- **EXTRACT PROVIDED**:
CEDA dataset expertise informs Google’s new dataset search
Posted on September 10, 2018 (Last modified on October 19, 2023) • 4 min read • 796 wordsCEDA staff have contributed to a new search tool launched on 5th September by Google that aims to help scientists, policy makers and other user groups more easily find the data required for their work and their stories, or simply to satisfy their intellectual curiosity.
In today’s world, scientists in many disciplines and a growing number of journalists live and breathe data. There are many thousands of data repositories on the web, providing access to millions of datasets; and local and national governments around the world publish their data as well. CEDA’s own archive holds over 6 Petabytes of data with over 154 million files; all with a focus on atmospheric and earth observation fields.
UK Research and Innovation, the umbrella organisation that CEDA sits beneath, has made commitments for easy access to data. CEDA’s Data and Programme Manager, Dr Sarah Callaghan, was one expert who worked with Google to help develop the Dataset Search, launched on 5th September.
Similar to how Google Scholar works, Dataset Search lets users find datasets wherever they’re hosted, whether it’s a publisher’s site, a digital library, or an author’s personal web page.
Google approached UK Research and Innovation’s Natural Environment Research Council (NERC) and Science and Technology Facilities Council (STFC) to help ensure their world-leading environmental datasets were included. The heritage in these organisations managing huge complex datasets on the atmosphere, oceans, climate change, and even data about the solar system, led Sarah, to work with Google on the project.
Dr Sarah Callaghan said: “In CEDA we manage, archive and distribute petabytes of data to make it available to scientific researchers and other interested parties. My experience making datasets findable, usable and interoperable enabled me to advise Google on their Dataset Search and how to best display their search results.”
“I was able to draw on my work with NERC and STFC datasets, not only in just archiving and managing data for the long term and the scientific record, but also helping users to understand if a dataset is the right one for their purposes.”
To create Dataset Search, Google developed guidelines for dataset providers to describe their data in a way that search engines can better understand the content of their pages. These guidelines include salient information about datasets: who created the dataset, when it was published, how the data was collected, what the terms are for using the data, etc. This enables search engines to collect and link this information, analyse where different versions of the same dataset might be, and find publications that may be describing or discussing the dataset. The approach is based on an open standard for describing this information (schema.org). Many environmental data, held in the CEDA archive, are already described in this way and are particularly good examples of findable, user-friendly datasets.

- **REQUIRED TASKS**:
(1) Using the article on Google's Dataset Search, list each piece of dataset information that Google's guidelines for dataset providers name.
(2) Answer these questions from the article on Google's Dataset Search.
(a) How many files does the CEDA archive hold?
(b) What is Dr Sarah Callaghan's job title at CEDA?
(c) Which open standard is the approach for describing datasets based on?

- **AVAILABLE DATA**:
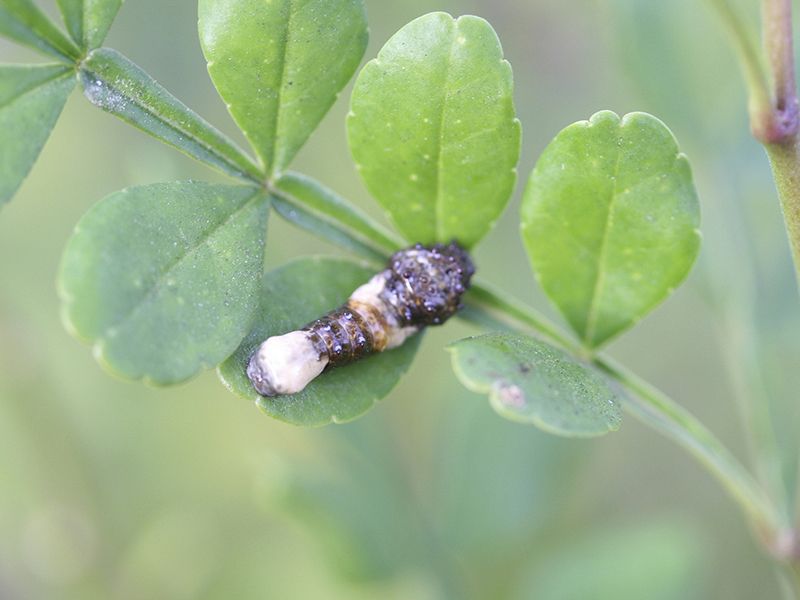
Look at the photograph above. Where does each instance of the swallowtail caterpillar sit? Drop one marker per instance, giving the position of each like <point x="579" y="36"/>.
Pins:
<point x="420" y="286"/>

- **RESPONSES IN ORDER**:
(1)
- Who created the dataset
- When it was published
- How the data was collected
- What the terms are for using the data

(2)
(a) Over 154 million files.
(b) Data and Programme Manager.
(c) schema.org.